_Assigned task_:
Can you rewrite the lines from the start of the records up to and including the line with "positive clicks: (473, 462)", swapping "rough mask" for "coarse mask" and leaving everything else unchanged? Leave the pictures out of the answer.

_Input material_:

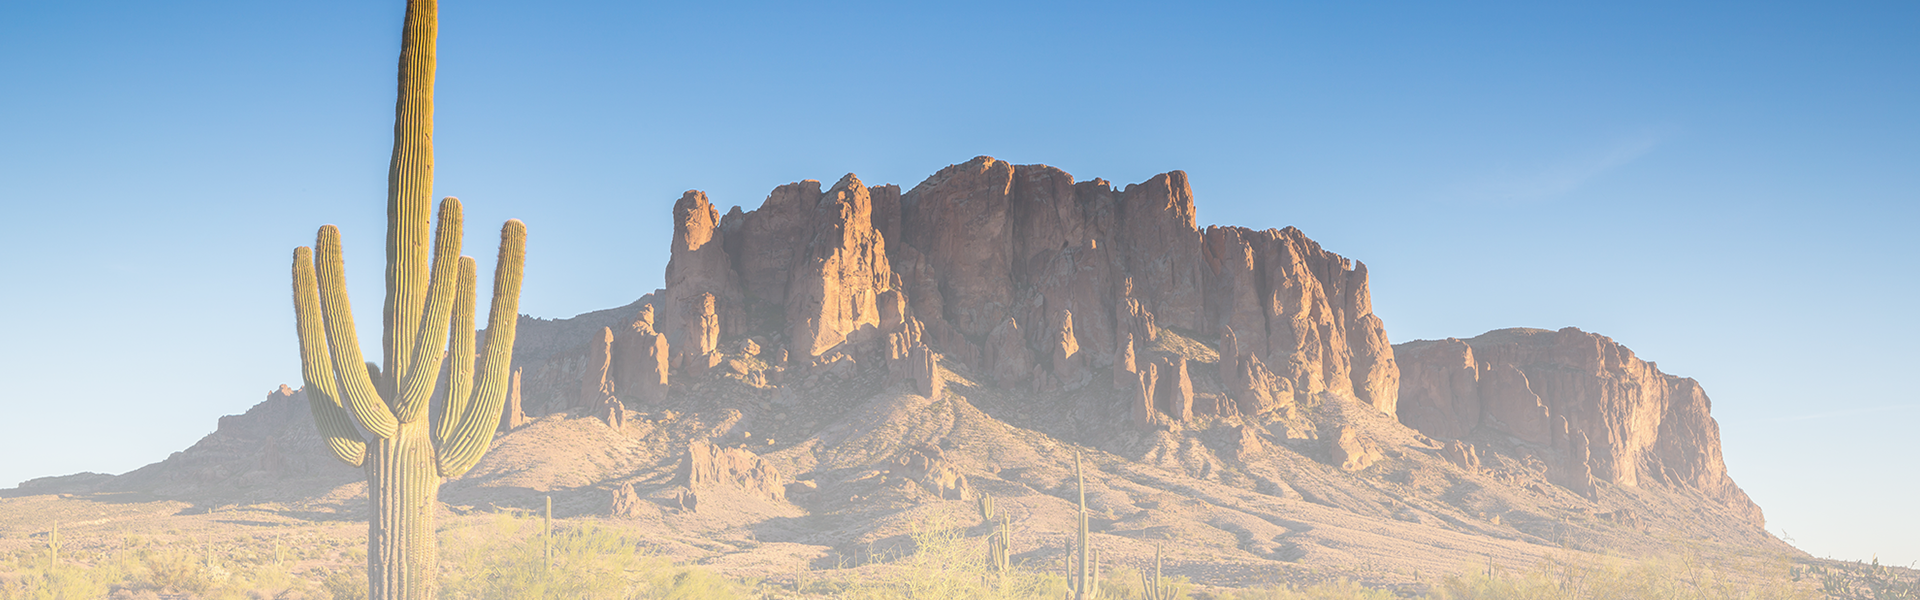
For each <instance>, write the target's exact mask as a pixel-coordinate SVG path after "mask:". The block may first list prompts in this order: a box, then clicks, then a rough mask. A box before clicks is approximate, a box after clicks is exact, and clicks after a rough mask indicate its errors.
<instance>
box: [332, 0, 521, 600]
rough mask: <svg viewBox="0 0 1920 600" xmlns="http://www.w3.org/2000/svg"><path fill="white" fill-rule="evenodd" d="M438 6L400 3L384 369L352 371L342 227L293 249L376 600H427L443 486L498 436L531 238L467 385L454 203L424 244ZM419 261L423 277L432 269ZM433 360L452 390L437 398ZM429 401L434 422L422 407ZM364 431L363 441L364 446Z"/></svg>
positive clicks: (473, 462)
mask: <svg viewBox="0 0 1920 600" xmlns="http://www.w3.org/2000/svg"><path fill="white" fill-rule="evenodd" d="M436 35H438V6H436V2H434V0H409V2H407V21H405V33H403V37H401V50H399V102H396V108H394V162H392V165H390V169H388V198H386V213H388V223H386V310H384V313H382V335H380V348H382V365H384V369H372V367H371V365H369V363H365V362H363V360H361V348H359V337H357V333H355V329H353V310H351V308H349V306H348V290H346V269H344V262H342V256H340V229H334V227H332V225H326V227H321V233H319V240H317V242H315V246H313V250H309V248H305V246H301V248H296V250H294V315H296V325H298V329H300V363H301V375H303V379H305V385H307V400H311V408H313V421H315V425H317V427H319V431H321V437H323V438H324V440H326V446H328V448H330V450H332V454H334V458H340V460H342V462H346V463H349V465H355V467H365V469H367V496H369V502H371V504H372V515H371V519H369V523H367V585H369V598H371V600H419V598H434V592H436V575H438V571H440V548H438V546H436V542H434V515H436V512H438V504H440V481H442V479H444V477H457V475H461V473H467V469H470V467H472V465H474V463H476V462H480V454H484V452H486V448H488V442H490V440H492V438H493V431H495V429H497V427H499V417H501V404H503V402H505V396H507V377H509V375H507V365H509V362H511V360H513V335H515V323H516V317H518V304H520V267H522V263H524V256H526V227H524V225H520V221H507V225H505V227H501V233H499V262H497V265H495V271H493V304H492V308H490V313H488V335H486V348H484V352H482V358H480V367H478V369H480V373H478V387H476V385H474V383H476V381H474V260H472V258H467V256H461V229H463V223H461V221H463V217H461V204H459V200H455V198H445V200H444V202H442V204H440V223H438V227H436V229H434V238H432V244H428V238H426V229H428V225H430V223H428V210H430V204H432V198H430V192H432V183H434V142H432V131H434V37H436ZM428 252H430V254H432V265H428ZM442 362H449V365H447V377H449V381H447V383H445V385H444V387H440V388H442V392H440V394H438V398H436V394H434V390H436V385H438V383H440V381H438V379H440V367H442ZM434 402H438V404H440V406H442V410H440V412H438V417H440V419H438V421H434V419H430V412H428V404H434ZM355 423H359V429H365V431H367V433H371V435H372V440H371V442H369V440H365V438H361V435H359V431H357V429H355Z"/></svg>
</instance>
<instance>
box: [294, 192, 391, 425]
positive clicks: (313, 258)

_Result below_:
For each <instance>, write the target's exact mask as a pixel-coordinate SVG path after "mask:". The block may first list prompts in this order: a box, then clicks, then a coarse mask. A box before clicks is approximate, a box after clicks is exact, and clicks after a coarse mask indicate its errors.
<instance>
box: [332, 0, 521, 600]
coarse mask: <svg viewBox="0 0 1920 600" xmlns="http://www.w3.org/2000/svg"><path fill="white" fill-rule="evenodd" d="M438 6L400 3L384 369L352 371L342 227L293 249L376 600H427L443 486L498 436L531 238L467 385L454 203L424 244ZM419 261L423 277L432 269ZM433 360L452 390L437 398ZM429 401L434 422L422 407ZM364 431L363 441L364 446Z"/></svg>
positive clicks: (473, 462)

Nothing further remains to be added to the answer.